**REQUIREMENTS:** Reproduce the rows below word for word, starting at the line that contains "Each instance gets a single point. Label the red knit" and continuing through the final row, with both ends included.

**GIVEN ENTRIES:**

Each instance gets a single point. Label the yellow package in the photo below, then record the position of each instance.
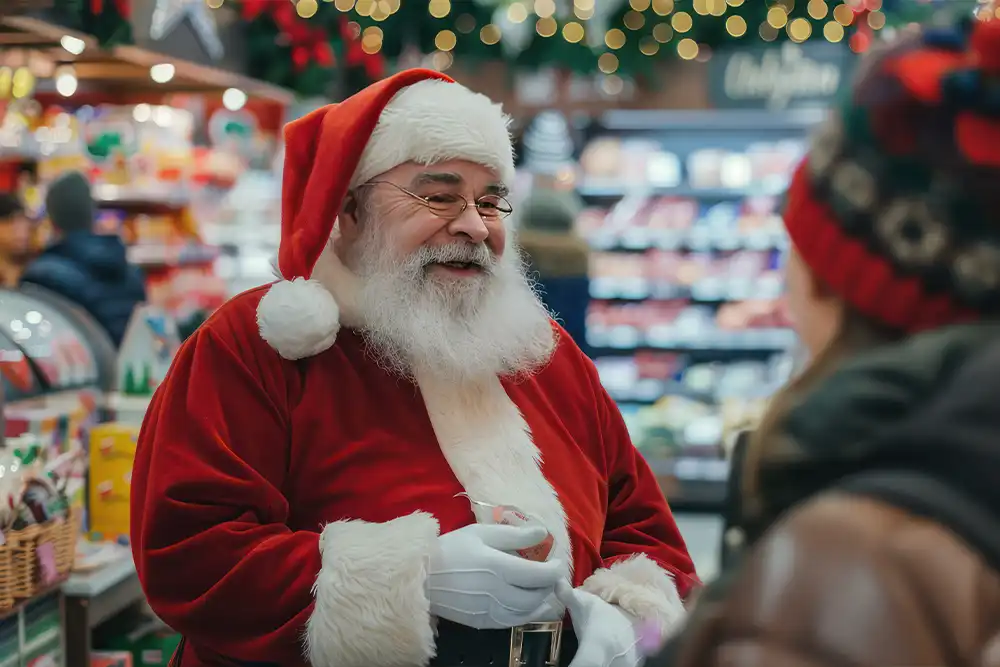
(112, 453)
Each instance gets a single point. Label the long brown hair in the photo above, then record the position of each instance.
(857, 334)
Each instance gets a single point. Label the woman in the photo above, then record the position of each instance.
(894, 286)
(557, 258)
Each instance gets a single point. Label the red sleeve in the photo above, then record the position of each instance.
(647, 569)
(639, 519)
(214, 555)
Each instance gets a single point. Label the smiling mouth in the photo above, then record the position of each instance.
(460, 266)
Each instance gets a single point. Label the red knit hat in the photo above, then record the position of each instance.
(415, 116)
(896, 207)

**TASK OUTPUT:**
Each instance gets a single point. Label the red knit hat in the photo above, then record the position of each instance.
(415, 116)
(896, 207)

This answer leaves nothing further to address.